EXCERPT TO READ:
○ ○ ○

1. extract via huggingface pipeline#

The initial pipeline uses the provided extraction code from the HuggingFace model card.

from transformers import pipeline

triplet_extractor = pipeline(
    "text2text-generation",
    model="Babelscape/rebel-large",
    tokenizer="Babelscape/rebel-large",
    # comment this line to run on CPU
    device="cuda:0",
)


def extract_triplets(input_text):
    text = triplet_extractor.tokenizer.batch_decode(
        [
            triplet_extractor(
                input_text, return_tensors=True, return_text=False
            )[0]["generated_token_ids"]
        ]
    )[0]

    triplets = []
    relation, subject, relation, object_ = "", "", "", ""
    text = text.strip()
    current = "x"
    for token in (
        text.replace("<s>", "")
        .replace("<pad>", "")
        .replace("</s>", "")
        .split()
    ):
        if token == "<triplet>":
            current = "t"
            if relation != "":
                triplets.append(
                    (subject.strip(), relation.strip(), object_.strip())
                )
                relation = ""
            subject = ""
        elif token == "<subj>":
            current = "s"
            if relation != "":
                triplets.append(
                    (subject.strip(), relation.strip(), object_.strip())
                )
            object_ = ""
        elif token == "<obj>":
            current = "o"
            relation = ""
        else:
            if current == "t":
                subject += " " + token
            elif current == "s":
                object_ += " " + token
            elif current == "o":
                relation += " " + token

    if subject != "" and relation != "" and object_ != "":
        triplets.append((subject.strip(), relation.strip(), object_.strip()))

    return triplets

2. Extract with wiki filtering#

Optionally, we can filter our extracted relations using data from wikipedia.

import wikipedia


class WikiFilter:
    def __init__(self):
        self.cache = {}

    def filter(self, candidate_entity):
        # check the cache to avoid network calls
        if candidate_entity in self.cache:
            return self.cache[candidate_entity]["title"]

        # pull the page from wikipedia -- if it exists
        try:
            page = wikipedia.page(candidate_entity, auto_suggest=False)
            entity_data = {
                "title": page.title,
                "url": page.url,
                "summary": page.summary,
            }

            # cache the page title and original entity
            self.cache[candidate_entity] = entity_data
            self.cache[page.title] = entity_data

            return entity_data["title"]
        except:
            return None


wiki_filter = WikiFilter()


def extract_triplets_wiki(text):
    relations = extract_triplets(text)

    filtered_relations = []
    for relation in relations:
        (subj, rel, obj) = relation
        filtered_subj = wiki_filter.filter(subj)
        filtered_obj = wiki_filter.filter(obj)

○ ○ ○

EXERCISE BRIEF: In the extraction code above, which model does the HuggingFace pipeline load?

○ ○ ○

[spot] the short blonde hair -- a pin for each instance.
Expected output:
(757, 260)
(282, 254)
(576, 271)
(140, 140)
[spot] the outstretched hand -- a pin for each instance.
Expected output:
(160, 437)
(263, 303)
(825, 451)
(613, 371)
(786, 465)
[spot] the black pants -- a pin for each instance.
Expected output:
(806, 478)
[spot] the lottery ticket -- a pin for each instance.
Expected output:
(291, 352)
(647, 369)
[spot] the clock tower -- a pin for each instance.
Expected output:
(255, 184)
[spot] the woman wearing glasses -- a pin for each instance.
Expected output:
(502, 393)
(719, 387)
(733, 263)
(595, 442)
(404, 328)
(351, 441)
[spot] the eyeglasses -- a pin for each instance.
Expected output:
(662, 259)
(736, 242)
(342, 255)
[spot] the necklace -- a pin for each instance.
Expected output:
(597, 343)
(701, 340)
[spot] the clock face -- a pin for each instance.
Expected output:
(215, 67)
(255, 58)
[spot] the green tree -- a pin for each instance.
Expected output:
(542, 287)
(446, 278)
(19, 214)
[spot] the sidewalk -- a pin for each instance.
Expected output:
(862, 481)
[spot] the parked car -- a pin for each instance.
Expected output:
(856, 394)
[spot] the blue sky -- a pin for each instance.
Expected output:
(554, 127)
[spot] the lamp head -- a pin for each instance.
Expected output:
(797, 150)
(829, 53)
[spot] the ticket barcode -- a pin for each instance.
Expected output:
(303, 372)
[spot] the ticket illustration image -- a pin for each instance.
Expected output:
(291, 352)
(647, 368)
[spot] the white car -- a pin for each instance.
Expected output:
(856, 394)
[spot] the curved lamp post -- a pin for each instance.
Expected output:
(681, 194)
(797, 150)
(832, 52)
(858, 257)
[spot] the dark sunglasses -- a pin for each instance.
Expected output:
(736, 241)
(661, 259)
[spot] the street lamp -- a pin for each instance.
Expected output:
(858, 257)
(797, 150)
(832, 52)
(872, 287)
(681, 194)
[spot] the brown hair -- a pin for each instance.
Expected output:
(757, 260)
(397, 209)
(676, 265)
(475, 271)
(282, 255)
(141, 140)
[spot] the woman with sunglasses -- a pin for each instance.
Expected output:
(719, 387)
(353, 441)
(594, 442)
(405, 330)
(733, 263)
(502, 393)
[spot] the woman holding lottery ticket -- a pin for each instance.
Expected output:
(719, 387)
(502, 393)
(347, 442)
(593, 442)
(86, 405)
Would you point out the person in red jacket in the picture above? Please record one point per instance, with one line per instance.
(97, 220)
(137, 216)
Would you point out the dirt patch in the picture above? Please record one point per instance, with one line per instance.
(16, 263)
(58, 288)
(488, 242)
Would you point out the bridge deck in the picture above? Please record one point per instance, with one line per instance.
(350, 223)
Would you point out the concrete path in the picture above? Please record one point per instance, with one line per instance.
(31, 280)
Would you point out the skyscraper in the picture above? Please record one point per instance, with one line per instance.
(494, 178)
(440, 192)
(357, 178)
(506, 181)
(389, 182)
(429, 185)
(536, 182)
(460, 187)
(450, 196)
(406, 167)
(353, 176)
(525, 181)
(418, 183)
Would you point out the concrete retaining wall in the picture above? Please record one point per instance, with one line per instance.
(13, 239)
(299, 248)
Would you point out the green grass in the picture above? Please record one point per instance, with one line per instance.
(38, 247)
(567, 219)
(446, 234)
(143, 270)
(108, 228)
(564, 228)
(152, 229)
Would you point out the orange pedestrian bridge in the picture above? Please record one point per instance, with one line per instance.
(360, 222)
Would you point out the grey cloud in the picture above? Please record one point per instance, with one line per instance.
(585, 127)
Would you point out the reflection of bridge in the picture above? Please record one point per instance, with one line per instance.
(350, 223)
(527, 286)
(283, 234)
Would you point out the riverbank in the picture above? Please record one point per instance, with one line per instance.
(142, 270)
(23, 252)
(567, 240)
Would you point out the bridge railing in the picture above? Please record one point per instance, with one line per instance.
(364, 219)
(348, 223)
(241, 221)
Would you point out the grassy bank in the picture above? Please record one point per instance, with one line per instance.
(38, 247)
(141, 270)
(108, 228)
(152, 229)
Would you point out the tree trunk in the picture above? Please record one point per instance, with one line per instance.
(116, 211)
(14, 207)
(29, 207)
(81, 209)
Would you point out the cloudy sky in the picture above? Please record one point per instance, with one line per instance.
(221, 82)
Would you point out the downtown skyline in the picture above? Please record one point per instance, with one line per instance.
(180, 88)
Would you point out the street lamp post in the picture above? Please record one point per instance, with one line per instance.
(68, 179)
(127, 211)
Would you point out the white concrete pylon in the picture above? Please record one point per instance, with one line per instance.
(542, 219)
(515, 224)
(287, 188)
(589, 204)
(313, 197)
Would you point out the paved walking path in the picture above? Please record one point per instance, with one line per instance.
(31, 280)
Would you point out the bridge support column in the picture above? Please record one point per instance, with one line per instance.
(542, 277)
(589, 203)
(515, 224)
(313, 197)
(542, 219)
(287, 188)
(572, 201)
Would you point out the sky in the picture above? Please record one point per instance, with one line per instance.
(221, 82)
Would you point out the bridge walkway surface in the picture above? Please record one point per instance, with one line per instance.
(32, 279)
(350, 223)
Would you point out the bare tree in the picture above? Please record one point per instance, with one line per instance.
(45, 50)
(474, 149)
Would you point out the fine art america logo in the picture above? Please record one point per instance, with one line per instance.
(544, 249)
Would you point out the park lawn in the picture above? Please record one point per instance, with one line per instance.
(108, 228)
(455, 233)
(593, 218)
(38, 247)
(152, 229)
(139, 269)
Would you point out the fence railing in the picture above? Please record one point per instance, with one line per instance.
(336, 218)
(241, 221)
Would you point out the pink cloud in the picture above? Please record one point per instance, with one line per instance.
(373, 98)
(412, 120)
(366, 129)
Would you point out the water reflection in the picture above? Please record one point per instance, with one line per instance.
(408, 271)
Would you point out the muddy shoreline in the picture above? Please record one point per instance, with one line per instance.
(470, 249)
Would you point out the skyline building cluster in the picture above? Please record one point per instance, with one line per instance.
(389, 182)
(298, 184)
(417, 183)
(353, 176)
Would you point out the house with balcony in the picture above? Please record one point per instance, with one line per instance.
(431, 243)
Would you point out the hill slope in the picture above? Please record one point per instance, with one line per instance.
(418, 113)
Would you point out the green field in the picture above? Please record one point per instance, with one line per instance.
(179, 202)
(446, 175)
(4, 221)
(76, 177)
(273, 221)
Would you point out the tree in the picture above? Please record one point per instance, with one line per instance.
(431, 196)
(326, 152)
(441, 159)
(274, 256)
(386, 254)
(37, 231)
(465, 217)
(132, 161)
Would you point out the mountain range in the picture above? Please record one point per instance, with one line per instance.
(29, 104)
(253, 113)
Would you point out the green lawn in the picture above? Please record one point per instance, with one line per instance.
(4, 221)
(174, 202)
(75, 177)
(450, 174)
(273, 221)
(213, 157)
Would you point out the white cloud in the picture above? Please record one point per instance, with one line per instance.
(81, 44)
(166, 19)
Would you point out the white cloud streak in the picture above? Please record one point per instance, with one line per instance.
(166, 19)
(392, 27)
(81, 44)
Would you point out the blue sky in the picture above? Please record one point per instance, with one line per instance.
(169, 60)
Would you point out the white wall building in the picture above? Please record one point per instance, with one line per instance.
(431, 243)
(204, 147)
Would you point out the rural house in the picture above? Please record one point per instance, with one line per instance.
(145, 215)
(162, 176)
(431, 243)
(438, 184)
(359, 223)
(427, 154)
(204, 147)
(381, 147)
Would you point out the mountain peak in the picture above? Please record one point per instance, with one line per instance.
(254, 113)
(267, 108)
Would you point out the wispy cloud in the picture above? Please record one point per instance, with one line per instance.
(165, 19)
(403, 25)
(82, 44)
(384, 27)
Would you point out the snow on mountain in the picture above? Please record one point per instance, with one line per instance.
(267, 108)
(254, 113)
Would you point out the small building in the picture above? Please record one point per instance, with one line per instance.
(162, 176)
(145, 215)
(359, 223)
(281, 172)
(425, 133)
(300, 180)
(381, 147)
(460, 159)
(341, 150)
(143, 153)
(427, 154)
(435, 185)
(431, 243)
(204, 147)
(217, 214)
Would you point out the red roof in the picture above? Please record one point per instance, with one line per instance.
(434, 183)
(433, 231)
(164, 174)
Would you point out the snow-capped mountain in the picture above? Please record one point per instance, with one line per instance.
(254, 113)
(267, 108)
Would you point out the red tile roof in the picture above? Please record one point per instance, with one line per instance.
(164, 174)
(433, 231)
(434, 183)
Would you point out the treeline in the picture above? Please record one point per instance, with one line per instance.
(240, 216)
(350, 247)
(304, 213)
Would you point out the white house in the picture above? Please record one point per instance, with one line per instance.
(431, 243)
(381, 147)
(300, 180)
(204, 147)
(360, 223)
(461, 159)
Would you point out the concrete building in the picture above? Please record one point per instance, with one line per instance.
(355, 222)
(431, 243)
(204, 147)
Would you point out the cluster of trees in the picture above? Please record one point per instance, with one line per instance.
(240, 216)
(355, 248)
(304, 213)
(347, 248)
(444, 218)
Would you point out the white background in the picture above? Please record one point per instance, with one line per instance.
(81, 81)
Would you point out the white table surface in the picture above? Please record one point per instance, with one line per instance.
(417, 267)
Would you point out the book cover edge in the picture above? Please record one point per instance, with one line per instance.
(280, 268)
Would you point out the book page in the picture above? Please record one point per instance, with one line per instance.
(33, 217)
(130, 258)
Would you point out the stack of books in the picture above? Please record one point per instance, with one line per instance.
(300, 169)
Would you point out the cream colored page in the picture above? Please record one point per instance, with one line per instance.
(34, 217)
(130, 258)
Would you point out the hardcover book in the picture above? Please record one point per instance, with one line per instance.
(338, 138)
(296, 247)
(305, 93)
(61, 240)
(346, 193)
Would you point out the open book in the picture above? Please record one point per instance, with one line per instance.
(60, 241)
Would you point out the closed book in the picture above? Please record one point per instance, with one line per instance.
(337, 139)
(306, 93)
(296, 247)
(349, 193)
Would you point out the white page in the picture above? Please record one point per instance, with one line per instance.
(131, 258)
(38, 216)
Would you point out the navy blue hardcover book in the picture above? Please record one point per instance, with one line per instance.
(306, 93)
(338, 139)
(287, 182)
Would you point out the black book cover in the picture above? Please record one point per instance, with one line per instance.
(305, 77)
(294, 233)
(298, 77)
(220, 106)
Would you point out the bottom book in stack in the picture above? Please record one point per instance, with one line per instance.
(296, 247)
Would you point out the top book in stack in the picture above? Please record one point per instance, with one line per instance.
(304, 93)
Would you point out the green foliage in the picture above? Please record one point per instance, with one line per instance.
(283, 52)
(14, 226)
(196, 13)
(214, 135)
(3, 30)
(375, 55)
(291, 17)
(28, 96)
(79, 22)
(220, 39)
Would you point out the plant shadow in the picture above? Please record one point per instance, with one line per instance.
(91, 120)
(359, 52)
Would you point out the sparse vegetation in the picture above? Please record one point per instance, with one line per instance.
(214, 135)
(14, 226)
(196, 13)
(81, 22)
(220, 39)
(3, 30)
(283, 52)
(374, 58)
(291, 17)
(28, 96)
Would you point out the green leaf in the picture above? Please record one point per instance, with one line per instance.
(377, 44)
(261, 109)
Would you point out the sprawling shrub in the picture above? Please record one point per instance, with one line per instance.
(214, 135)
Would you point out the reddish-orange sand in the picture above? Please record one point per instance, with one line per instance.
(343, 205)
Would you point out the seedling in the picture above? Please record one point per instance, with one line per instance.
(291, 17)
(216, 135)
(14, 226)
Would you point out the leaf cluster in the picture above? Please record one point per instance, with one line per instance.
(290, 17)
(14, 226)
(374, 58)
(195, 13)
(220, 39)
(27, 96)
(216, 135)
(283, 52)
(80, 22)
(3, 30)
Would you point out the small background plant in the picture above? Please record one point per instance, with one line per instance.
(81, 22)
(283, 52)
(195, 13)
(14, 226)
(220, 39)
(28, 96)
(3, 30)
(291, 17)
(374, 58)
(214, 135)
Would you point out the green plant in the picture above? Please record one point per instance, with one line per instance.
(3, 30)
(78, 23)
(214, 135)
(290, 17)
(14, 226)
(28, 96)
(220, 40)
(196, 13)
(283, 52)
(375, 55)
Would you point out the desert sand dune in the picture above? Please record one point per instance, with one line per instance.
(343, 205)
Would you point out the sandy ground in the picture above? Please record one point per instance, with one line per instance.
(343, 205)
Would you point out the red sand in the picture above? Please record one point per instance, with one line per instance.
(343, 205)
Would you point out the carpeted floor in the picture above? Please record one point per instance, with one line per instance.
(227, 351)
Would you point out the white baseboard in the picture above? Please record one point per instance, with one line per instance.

○ ○ ○

ANSWER BOX: Babelscape/rebel-large